> _Work order 1_:
For the text on human versus robotic keyhole surgery, decide whether each statement agrees with it, answering yes or no and quoting the deciding words. (a) In non-robotic keyhole surgery, changing instruments takes a second or two. (b) In robotic keyhole surgery, the surgeon stays scrubbed at the patient's side. (c) VIOLET compares robotic and VATS approaches.
> _Work order 2_:
List every drawback of robotic keyhole surgery given in the paragraph of the text on human versus robotic keyhole surgery that begins "For robotic keyhole surgery".

> _Excerpted text_:

Human versus (human directed) robotic keyhole surgery

When we talk about robotic surgery, to the patient it conjures up futuristic images of a technologically sophisticated robot doing the operation instead of a (human) surgeon.

For lung cancer surgery, the reality is that a surgeon is either doing the operation using keyhole surgery directly, or through “remote control” using smaller and internal articulating “robotic” instruments and camera visualisation. I think there are a number of comparable similarities and differences.

For non-robotic keyhole surgery, both surgeons are scrubbed with the patient, if anything goes wrong (usually bleeding complication), they are directly there and can attend to any major bleeding. In addition they have tactile feedback so they know how hard to push (or more importantly not to!) and switching instruments are much faster at a second or two. The comparable disadvantage is the lack of moving articulation as conventional instrumentation only has one (fixed) angle of articulation.

For robotic keyhole surgery, the surgeon is unscrubbed at a console without tactile feedback and needs to spend a few minutes scrubbing up to convert when required for a major bleeding complication that cannot be controlled. He or she would be able to have a greater control of angle of approaches for dissection during the procedure but will be slowed by any requirement for instrument changes in addition to the fixed costs of the robotic equipment (over £1.5 million) and consumables for the procedure (the NHS is considering withdrawing funding support for robotic surgery in the UK).

So which is better?

The honest answer is that we don’t know, and as usual it depends on what you mean by “better”? Will robotic keyhole surgery carry advantages over non-robotic surgery in terms of cancer outcomes or recovery to justify any increase in cost? Currently the UK is undertaking VIOLET a randomised trial of keyhole versus (conventional) open surgery, and we hope to have an answer by 2020 as our first priority. I know that NCT02804893 is a prospective multicentre randomised trial being undertaken to compare complications and conversion rates between robotic and VATS approaches to stage I and II lung cancer, but that doesn’t really answer the question.

My personal view is that future clinical trials in lung cancer are likely to demonstrate similar “efficacy” between the two methods as Yaxley et al have found with robotic versus conventional prostatectomy. My view would be that cost are unlikely to be justifiable unless the costs of robotics are drastically reduced and eventually the likely outcome would be a hybrid approach using a combination of human keyhole surgeons augmented by robotic enhanced instruments as the best balance between efficacy and cost.

> _Data segment_:
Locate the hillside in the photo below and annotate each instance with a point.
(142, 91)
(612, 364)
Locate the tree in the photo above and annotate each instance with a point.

> _Response area 1_:
(a) Yes: "switching instruments are much faster at a second or two"
(b) No: "the surgeon is unscrubbed at a console without tactile feedback"
(c) No: "Currently the UK is undertaking VIOLET a randomised trial of keyhole versus (conventional) open surgery"

> _Response area 2_:
- No tactile feedback at the console
- A few minutes needed to scrub up to convert when a major bleeding complication cannot be controlled
- Slowing by any requirement for instrument changes
- Fixed costs of the robotic equipment (over £1.5 million)
- Costs of consumables for the procedure